The exercise: Please copy each line of the material below in full, starting at the line that contains "the red and" and ending at the line that contains "point(439, 479)", both lines included. Scale only the x and y coordinates in the answers by 1.1 and round them to whole numbers with halves going up, leaving every other number unchanged.

Material from a point labeling set:
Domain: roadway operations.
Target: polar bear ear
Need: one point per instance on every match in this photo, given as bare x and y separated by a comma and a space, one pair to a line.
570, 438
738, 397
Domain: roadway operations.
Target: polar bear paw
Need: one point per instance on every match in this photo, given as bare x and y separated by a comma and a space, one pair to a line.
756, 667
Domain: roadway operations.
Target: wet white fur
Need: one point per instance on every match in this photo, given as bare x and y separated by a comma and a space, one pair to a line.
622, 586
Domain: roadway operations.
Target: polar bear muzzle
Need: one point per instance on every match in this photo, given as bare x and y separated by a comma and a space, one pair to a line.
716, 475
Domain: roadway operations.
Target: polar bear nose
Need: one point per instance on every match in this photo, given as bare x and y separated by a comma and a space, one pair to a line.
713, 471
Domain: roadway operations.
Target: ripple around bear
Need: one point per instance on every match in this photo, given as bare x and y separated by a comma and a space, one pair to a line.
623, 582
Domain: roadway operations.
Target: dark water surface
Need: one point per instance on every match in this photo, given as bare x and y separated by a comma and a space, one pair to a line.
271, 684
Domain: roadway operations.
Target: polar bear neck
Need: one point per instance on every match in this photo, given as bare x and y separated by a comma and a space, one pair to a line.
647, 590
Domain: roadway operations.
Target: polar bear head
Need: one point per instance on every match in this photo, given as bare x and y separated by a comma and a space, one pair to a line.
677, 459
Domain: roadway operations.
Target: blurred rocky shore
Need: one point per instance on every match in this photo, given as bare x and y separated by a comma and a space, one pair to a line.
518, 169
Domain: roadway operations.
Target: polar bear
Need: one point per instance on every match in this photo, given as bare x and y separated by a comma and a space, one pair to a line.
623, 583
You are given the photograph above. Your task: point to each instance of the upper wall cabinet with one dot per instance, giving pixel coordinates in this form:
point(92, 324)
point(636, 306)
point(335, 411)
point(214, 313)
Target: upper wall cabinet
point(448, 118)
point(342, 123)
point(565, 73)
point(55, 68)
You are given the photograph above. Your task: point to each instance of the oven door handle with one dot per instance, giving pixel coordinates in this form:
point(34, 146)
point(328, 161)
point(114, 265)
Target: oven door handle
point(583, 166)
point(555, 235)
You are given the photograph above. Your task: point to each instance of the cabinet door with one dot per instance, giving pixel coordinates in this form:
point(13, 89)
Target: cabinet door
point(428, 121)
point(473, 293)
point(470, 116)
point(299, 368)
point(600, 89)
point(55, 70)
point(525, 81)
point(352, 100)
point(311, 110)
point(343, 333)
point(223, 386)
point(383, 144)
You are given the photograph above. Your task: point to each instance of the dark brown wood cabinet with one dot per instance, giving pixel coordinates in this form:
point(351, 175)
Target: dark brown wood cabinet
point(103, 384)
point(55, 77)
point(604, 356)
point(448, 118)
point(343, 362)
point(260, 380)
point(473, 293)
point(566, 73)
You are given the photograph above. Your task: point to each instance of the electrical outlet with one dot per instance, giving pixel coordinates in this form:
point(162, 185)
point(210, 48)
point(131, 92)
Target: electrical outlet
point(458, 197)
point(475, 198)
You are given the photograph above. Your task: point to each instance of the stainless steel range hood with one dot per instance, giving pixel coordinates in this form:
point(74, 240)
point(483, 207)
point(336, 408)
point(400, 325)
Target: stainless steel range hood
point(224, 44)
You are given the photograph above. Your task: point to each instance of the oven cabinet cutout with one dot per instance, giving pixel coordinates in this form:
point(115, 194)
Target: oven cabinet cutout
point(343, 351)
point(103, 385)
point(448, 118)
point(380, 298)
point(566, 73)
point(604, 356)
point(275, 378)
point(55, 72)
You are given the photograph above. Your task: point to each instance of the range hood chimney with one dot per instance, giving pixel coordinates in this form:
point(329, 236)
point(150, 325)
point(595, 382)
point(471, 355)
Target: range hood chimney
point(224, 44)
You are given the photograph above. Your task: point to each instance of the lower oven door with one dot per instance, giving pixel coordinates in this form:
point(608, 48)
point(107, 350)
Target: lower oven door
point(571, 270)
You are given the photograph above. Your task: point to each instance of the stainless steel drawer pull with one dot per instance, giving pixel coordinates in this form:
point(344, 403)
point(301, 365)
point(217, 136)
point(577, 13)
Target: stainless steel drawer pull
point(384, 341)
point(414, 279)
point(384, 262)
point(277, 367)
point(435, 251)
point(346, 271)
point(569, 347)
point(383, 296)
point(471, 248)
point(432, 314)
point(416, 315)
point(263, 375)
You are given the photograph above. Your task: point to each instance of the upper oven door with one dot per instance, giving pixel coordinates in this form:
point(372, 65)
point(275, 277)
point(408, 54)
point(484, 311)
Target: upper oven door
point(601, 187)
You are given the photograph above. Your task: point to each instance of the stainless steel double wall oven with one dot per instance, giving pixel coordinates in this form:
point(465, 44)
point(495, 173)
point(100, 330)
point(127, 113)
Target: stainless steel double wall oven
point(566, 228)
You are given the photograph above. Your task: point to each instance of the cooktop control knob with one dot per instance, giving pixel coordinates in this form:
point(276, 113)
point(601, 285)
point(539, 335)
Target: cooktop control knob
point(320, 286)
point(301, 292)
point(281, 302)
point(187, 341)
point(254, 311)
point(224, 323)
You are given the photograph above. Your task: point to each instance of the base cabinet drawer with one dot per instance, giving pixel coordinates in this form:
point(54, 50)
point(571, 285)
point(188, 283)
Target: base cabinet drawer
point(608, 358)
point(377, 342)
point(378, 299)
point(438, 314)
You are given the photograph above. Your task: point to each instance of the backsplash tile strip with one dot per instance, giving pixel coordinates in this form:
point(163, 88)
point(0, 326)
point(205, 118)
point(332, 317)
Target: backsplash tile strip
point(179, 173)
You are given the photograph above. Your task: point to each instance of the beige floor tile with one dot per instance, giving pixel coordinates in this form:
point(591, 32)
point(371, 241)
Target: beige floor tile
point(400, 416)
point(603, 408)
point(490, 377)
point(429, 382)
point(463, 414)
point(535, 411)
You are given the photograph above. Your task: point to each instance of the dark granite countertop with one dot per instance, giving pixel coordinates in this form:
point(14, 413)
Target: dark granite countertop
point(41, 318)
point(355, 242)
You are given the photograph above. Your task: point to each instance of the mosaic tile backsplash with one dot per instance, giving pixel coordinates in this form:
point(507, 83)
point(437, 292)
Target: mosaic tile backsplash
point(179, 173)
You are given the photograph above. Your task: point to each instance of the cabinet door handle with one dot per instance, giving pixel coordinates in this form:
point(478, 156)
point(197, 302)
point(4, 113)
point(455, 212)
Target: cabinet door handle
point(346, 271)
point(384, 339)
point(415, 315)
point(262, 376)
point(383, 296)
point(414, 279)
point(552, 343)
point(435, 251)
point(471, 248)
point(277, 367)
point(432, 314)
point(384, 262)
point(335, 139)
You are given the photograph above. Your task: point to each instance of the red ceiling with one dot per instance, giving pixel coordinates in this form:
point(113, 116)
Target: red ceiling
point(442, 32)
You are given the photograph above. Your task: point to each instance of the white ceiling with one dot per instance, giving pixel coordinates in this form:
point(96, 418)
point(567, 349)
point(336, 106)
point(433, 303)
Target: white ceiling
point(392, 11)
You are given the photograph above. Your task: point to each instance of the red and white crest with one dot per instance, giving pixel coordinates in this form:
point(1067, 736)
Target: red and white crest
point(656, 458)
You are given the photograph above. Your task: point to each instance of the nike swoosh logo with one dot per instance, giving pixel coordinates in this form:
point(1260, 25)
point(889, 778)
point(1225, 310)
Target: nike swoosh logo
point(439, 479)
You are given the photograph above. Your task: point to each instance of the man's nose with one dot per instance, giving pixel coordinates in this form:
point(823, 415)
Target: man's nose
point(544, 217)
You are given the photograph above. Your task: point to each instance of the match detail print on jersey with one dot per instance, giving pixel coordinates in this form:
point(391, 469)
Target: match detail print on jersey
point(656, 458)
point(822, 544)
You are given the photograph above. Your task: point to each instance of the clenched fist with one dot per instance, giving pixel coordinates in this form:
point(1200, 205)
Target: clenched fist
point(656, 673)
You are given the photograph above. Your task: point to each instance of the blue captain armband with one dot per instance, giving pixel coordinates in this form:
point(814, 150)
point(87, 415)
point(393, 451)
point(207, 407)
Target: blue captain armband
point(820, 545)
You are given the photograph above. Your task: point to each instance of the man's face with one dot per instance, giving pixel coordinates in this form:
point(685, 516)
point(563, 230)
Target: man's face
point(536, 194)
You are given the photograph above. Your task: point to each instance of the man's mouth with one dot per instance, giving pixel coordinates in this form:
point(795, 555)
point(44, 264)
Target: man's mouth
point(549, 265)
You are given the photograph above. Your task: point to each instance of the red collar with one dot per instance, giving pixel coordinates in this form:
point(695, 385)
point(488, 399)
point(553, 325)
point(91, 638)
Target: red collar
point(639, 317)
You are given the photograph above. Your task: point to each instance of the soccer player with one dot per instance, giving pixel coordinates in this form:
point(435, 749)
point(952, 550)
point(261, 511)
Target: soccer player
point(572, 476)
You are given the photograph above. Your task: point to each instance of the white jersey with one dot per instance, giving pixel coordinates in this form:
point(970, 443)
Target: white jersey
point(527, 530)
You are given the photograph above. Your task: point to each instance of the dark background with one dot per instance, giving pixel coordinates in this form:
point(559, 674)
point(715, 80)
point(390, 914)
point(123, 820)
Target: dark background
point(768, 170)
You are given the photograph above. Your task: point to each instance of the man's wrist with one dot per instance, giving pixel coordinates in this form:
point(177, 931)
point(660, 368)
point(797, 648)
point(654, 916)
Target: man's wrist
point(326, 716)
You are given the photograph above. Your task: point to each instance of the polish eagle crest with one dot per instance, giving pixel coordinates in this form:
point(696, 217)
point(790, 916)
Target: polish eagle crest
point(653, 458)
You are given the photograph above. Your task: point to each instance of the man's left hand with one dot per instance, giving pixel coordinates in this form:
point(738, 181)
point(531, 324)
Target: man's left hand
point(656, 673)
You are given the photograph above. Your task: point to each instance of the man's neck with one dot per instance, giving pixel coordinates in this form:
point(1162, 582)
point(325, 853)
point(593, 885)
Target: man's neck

Answer to this exercise:
You are given the photograph above. Your task: point to each instance of the red and white crest with one dot per instance, giving pixel coordinates in this form:
point(1067, 736)
Target: red and white crest
point(722, 504)
You are given the photograph above. Your task: point to each instance of the nike swoosh logo with one dot per instance, giving pixel coordinates in this form:
point(1260, 25)
point(889, 778)
point(1225, 310)
Target: nike swoosh logo
point(483, 527)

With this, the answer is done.